Data section ::
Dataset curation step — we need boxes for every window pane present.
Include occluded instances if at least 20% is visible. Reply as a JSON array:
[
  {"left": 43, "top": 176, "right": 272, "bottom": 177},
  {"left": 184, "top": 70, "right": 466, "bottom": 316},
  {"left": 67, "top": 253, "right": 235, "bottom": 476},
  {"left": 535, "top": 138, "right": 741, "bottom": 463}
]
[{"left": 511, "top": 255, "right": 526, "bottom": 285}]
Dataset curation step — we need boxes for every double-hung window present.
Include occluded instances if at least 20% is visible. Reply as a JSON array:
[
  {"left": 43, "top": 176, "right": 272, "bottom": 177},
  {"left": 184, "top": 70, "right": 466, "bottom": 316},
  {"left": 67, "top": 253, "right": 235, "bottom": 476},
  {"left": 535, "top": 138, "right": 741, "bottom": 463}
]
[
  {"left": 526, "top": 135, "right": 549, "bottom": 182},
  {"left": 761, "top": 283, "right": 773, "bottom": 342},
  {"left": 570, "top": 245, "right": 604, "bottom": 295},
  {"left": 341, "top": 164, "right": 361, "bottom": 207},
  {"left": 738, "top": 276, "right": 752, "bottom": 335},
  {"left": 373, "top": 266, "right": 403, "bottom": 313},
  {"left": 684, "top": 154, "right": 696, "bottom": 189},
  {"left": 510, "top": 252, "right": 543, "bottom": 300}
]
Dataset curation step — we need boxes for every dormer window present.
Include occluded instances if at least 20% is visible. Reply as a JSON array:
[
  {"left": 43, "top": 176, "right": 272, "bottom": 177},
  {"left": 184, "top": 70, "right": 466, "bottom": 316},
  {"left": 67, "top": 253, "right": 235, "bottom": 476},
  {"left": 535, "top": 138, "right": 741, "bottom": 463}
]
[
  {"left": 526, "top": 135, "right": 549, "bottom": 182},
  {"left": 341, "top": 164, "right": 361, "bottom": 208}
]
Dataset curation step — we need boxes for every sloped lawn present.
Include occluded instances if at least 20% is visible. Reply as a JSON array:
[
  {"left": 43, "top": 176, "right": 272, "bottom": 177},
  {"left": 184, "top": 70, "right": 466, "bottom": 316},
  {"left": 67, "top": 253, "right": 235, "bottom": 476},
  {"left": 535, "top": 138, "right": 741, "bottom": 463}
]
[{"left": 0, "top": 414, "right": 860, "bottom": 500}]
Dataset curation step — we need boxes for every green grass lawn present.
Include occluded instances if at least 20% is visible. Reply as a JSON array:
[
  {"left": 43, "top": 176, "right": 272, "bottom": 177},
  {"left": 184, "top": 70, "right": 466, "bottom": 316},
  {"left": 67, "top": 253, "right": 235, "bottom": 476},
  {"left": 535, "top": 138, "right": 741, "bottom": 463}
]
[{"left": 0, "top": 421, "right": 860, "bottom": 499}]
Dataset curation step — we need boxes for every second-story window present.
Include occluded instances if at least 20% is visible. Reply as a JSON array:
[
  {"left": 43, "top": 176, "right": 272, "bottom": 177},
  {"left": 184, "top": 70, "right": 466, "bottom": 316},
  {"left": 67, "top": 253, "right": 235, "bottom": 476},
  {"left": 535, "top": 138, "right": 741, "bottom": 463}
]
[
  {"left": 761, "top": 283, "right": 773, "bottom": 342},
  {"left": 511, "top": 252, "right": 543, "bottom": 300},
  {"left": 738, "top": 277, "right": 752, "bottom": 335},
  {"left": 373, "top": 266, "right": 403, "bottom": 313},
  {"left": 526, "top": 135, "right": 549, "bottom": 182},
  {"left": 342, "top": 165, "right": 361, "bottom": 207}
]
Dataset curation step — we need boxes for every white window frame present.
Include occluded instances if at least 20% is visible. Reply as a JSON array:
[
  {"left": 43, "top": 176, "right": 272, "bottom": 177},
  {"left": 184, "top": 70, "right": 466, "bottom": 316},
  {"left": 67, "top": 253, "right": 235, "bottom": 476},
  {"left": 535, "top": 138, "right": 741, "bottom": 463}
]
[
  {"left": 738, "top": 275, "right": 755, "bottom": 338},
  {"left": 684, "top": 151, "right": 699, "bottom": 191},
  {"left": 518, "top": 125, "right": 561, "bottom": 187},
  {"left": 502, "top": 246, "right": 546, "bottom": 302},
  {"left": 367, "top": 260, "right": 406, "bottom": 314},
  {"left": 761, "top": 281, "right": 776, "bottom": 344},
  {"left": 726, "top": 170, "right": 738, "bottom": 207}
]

What needs to be done ::
Revise the records above by replacing "occluded instances" with "partially hidden instances" wherever it occurs, keeping every other character the same.

Solution to this problem ::
Dataset curation step — we need boxes for every window pane present.
Include partially hidden instances if at least 20% is visible. Reply as a JSON array:
[
  {"left": 43, "top": 176, "right": 272, "bottom": 177},
  {"left": 184, "top": 70, "right": 466, "bottom": 316},
  {"left": 67, "top": 253, "right": 235, "bottom": 476},
  {"left": 535, "top": 138, "right": 741, "bottom": 463}
]
[{"left": 511, "top": 255, "right": 526, "bottom": 285}]
Dataset curation step — we need boxes for every double-hung window present.
Include partially hidden instances if at least 20% is visible. Reply as a JSON array:
[
  {"left": 43, "top": 176, "right": 272, "bottom": 177},
  {"left": 184, "top": 70, "right": 466, "bottom": 316},
  {"left": 67, "top": 253, "right": 235, "bottom": 476},
  {"left": 535, "top": 138, "right": 741, "bottom": 463}
]
[
  {"left": 526, "top": 135, "right": 549, "bottom": 182},
  {"left": 761, "top": 283, "right": 773, "bottom": 342},
  {"left": 570, "top": 245, "right": 604, "bottom": 295},
  {"left": 341, "top": 164, "right": 361, "bottom": 207},
  {"left": 738, "top": 276, "right": 752, "bottom": 335},
  {"left": 373, "top": 266, "right": 403, "bottom": 313},
  {"left": 684, "top": 154, "right": 696, "bottom": 189},
  {"left": 510, "top": 252, "right": 543, "bottom": 300}
]
Dataset curation step — we need boxes for every dormer window present.
Include partially hidden instances if at least 20% is visible. Reply as a JSON array:
[
  {"left": 43, "top": 176, "right": 272, "bottom": 177},
  {"left": 184, "top": 70, "right": 466, "bottom": 316},
  {"left": 67, "top": 253, "right": 235, "bottom": 476},
  {"left": 535, "top": 138, "right": 741, "bottom": 463}
]
[
  {"left": 526, "top": 135, "right": 549, "bottom": 182},
  {"left": 341, "top": 164, "right": 361, "bottom": 208}
]
Dataset curation step — we need boxes for every sloped lawn present.
Include partially hidden instances if at least 20% is visible. Reply as a JSON array:
[
  {"left": 43, "top": 176, "right": 272, "bottom": 177},
  {"left": 184, "top": 70, "right": 466, "bottom": 316},
  {"left": 67, "top": 253, "right": 235, "bottom": 476},
  {"left": 535, "top": 138, "right": 741, "bottom": 463}
]
[{"left": 0, "top": 414, "right": 860, "bottom": 500}]
Dataset curation step — we need boxes for every green grass lawn present.
Include partially hidden instances if at least 20% is visible. Reply as a JSON array:
[
  {"left": 43, "top": 176, "right": 272, "bottom": 177},
  {"left": 184, "top": 70, "right": 466, "bottom": 316},
  {"left": 67, "top": 253, "right": 235, "bottom": 476},
  {"left": 535, "top": 138, "right": 741, "bottom": 463}
]
[{"left": 0, "top": 421, "right": 860, "bottom": 499}]
Dataset curation step — we need boxes for every second-story window present.
Include partially hidden instances if at least 20% is visible. Reply as a JSON array:
[
  {"left": 43, "top": 176, "right": 272, "bottom": 177},
  {"left": 184, "top": 70, "right": 466, "bottom": 316},
  {"left": 67, "top": 253, "right": 235, "bottom": 476},
  {"left": 535, "top": 138, "right": 741, "bottom": 463}
]
[
  {"left": 761, "top": 283, "right": 773, "bottom": 342},
  {"left": 511, "top": 252, "right": 543, "bottom": 300},
  {"left": 738, "top": 277, "right": 752, "bottom": 335},
  {"left": 373, "top": 266, "right": 403, "bottom": 313},
  {"left": 526, "top": 135, "right": 549, "bottom": 182},
  {"left": 342, "top": 165, "right": 361, "bottom": 207}
]
Dataset curation step — we need boxes for every white window frame present.
Include partially hidden instances if at least 20% is visible. Reply as a JSON array:
[
  {"left": 43, "top": 176, "right": 272, "bottom": 177},
  {"left": 184, "top": 70, "right": 466, "bottom": 316},
  {"left": 67, "top": 253, "right": 235, "bottom": 476},
  {"left": 535, "top": 138, "right": 741, "bottom": 463}
]
[
  {"left": 738, "top": 275, "right": 755, "bottom": 338},
  {"left": 684, "top": 151, "right": 699, "bottom": 191},
  {"left": 518, "top": 125, "right": 561, "bottom": 187},
  {"left": 502, "top": 246, "right": 546, "bottom": 302},
  {"left": 367, "top": 260, "right": 406, "bottom": 314},
  {"left": 761, "top": 281, "right": 776, "bottom": 344},
  {"left": 726, "top": 170, "right": 738, "bottom": 207}
]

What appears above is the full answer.